Record set Block Start

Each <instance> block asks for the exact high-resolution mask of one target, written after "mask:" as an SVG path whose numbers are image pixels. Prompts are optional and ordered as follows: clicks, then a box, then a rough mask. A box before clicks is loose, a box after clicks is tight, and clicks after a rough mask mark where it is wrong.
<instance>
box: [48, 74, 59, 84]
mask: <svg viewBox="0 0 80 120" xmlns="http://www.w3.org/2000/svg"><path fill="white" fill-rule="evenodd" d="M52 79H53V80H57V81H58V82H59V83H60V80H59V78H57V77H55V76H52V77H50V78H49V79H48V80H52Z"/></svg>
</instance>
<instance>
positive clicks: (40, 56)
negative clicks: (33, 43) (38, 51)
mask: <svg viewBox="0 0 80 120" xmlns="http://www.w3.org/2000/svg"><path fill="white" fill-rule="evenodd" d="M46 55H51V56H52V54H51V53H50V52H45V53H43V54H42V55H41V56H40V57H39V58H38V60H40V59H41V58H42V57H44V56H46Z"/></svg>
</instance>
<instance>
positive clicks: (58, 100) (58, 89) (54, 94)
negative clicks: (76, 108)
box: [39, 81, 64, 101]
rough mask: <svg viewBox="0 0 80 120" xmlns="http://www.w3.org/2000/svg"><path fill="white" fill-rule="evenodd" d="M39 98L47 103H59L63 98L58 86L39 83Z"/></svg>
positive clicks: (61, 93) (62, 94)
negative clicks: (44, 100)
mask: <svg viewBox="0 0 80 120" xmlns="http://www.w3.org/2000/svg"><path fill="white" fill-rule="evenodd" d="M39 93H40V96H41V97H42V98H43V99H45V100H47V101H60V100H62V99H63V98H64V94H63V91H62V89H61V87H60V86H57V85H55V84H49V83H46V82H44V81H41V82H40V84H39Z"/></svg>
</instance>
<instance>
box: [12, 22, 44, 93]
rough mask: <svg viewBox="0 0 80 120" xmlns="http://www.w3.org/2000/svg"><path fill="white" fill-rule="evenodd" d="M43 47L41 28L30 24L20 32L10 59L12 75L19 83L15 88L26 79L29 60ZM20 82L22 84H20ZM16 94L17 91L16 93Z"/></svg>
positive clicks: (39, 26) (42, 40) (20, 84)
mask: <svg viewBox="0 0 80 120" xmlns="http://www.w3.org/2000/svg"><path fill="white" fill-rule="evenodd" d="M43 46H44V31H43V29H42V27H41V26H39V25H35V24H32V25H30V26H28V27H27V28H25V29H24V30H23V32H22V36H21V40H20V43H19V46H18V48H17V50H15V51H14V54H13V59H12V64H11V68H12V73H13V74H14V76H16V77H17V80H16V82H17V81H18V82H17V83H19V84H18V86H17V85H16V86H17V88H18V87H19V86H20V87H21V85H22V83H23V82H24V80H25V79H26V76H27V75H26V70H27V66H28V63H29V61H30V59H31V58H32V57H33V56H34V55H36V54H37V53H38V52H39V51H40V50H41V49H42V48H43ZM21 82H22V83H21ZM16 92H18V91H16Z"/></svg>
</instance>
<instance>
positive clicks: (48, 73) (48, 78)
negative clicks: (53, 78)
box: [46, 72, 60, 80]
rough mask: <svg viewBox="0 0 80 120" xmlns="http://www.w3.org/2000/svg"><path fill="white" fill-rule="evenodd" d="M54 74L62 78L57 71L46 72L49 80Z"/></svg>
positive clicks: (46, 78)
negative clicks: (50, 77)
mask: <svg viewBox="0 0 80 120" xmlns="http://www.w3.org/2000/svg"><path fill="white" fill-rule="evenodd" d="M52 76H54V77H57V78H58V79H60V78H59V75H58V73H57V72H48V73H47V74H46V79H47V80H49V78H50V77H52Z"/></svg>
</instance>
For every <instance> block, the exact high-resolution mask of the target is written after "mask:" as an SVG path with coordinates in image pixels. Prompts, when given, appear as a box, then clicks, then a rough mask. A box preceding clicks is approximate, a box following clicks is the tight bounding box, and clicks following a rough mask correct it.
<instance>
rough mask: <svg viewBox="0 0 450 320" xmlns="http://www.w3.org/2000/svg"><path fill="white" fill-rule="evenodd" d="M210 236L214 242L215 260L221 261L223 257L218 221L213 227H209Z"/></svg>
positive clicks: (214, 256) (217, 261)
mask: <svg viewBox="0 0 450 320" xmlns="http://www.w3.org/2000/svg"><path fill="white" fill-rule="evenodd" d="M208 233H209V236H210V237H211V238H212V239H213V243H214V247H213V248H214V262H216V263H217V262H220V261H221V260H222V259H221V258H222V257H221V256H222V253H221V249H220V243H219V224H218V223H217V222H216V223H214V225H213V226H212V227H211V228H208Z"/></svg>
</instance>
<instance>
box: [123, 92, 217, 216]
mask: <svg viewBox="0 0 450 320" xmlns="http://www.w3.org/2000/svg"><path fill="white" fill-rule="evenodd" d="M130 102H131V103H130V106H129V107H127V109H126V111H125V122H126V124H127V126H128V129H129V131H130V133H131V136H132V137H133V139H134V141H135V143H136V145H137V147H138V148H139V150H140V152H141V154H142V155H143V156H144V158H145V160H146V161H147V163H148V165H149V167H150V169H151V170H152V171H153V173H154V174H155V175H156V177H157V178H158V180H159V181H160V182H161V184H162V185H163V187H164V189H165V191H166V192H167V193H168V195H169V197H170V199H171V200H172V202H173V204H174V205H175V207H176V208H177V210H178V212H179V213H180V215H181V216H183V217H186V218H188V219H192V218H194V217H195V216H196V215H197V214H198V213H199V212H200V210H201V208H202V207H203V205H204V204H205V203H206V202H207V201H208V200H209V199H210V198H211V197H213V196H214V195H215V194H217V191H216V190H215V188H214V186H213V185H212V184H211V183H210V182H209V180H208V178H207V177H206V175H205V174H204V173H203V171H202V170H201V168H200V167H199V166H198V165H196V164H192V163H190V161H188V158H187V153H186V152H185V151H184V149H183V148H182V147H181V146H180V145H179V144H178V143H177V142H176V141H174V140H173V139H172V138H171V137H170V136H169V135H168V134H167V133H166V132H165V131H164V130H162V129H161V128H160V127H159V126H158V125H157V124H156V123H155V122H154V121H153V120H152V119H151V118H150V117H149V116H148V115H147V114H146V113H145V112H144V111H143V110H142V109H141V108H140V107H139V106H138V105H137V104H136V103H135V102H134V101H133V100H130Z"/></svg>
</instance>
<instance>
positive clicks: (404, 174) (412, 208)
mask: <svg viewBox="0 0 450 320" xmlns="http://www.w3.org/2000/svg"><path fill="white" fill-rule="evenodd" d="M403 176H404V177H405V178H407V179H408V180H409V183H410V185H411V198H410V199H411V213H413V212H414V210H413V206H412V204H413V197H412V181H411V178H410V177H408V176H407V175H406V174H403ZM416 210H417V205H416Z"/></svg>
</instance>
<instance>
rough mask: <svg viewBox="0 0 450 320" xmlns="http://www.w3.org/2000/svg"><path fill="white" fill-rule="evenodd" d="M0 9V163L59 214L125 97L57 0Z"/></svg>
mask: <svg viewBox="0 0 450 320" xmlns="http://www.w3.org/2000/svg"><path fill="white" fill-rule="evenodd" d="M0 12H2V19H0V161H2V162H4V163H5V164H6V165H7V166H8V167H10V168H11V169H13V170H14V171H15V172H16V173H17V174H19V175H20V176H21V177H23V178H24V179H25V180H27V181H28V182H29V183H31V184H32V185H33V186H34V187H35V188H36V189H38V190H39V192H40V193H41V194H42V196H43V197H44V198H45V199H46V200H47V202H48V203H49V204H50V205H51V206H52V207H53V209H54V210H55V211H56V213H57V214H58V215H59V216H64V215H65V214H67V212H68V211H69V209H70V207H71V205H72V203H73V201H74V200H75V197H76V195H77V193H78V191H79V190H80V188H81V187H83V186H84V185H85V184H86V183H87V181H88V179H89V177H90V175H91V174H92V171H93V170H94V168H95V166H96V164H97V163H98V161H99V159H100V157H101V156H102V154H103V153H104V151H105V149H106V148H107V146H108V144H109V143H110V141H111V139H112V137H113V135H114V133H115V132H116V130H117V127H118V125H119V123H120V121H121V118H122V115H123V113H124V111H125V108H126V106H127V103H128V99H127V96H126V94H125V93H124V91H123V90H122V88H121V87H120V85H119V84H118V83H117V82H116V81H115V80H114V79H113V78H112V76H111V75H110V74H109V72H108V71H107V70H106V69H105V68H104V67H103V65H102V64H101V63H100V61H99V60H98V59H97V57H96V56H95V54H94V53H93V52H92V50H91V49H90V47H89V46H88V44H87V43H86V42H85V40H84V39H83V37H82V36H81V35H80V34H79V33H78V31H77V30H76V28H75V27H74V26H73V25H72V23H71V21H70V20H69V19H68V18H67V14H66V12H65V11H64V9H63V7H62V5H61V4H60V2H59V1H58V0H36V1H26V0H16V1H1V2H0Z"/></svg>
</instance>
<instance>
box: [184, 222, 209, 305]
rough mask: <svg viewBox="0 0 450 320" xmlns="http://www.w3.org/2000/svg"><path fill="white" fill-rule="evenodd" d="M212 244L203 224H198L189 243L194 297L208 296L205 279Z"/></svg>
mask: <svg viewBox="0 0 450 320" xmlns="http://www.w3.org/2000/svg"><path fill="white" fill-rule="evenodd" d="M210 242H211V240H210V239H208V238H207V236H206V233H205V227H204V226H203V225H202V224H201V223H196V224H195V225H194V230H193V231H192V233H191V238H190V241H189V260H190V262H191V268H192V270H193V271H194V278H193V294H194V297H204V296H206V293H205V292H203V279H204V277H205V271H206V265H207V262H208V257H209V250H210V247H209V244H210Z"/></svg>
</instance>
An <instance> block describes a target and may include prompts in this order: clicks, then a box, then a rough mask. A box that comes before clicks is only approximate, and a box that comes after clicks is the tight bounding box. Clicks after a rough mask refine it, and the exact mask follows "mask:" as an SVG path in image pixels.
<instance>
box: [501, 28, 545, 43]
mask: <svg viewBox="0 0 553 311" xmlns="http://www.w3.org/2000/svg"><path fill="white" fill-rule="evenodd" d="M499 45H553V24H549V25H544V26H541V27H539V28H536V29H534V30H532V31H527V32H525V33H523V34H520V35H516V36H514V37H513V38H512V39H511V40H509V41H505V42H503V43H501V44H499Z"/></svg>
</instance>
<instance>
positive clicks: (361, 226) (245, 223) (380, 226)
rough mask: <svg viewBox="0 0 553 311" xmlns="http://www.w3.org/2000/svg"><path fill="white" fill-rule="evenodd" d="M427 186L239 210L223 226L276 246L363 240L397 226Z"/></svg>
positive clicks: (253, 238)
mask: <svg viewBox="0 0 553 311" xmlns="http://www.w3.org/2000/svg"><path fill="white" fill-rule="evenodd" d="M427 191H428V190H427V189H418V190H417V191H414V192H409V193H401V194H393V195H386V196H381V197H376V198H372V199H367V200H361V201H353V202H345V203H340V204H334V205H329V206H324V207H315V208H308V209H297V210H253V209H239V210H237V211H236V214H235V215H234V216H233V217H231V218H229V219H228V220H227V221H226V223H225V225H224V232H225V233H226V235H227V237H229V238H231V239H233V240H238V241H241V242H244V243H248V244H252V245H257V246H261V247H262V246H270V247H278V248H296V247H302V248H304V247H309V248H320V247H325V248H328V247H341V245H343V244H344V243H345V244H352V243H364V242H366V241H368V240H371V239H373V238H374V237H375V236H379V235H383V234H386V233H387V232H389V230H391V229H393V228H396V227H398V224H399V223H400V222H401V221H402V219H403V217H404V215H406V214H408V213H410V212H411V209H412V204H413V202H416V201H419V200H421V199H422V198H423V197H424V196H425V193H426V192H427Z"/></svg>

Record set Block End

* **Problem to work on**
Above are records; repeat only the lines starting at the line with "negative clicks: (50, 77)" and ending at the line with "236L214 242L215 260L221", exactly as they appear, both included.

* **Reply to the task**
negative clicks: (50, 77)
mask: <svg viewBox="0 0 80 120" xmlns="http://www.w3.org/2000/svg"><path fill="white" fill-rule="evenodd" d="M52 76H54V77H57V78H58V79H60V78H59V75H58V73H57V72H48V73H47V74H46V79H47V80H49V78H50V77H52Z"/></svg>
</instance>
For every <instance> block, the exact high-resolution mask of the target is written after "mask:" as an SVG path with coordinates in image pixels. Prompts, when given, appear as a box, then clicks, then a rough mask. A box preceding clicks is approximate, a box following clicks is the tight bounding box, and clicks following a rough mask correct it.
<instance>
rough mask: <svg viewBox="0 0 450 320" xmlns="http://www.w3.org/2000/svg"><path fill="white" fill-rule="evenodd" d="M210 236L214 242L215 260L221 261L223 257L218 221L213 227H209Z"/></svg>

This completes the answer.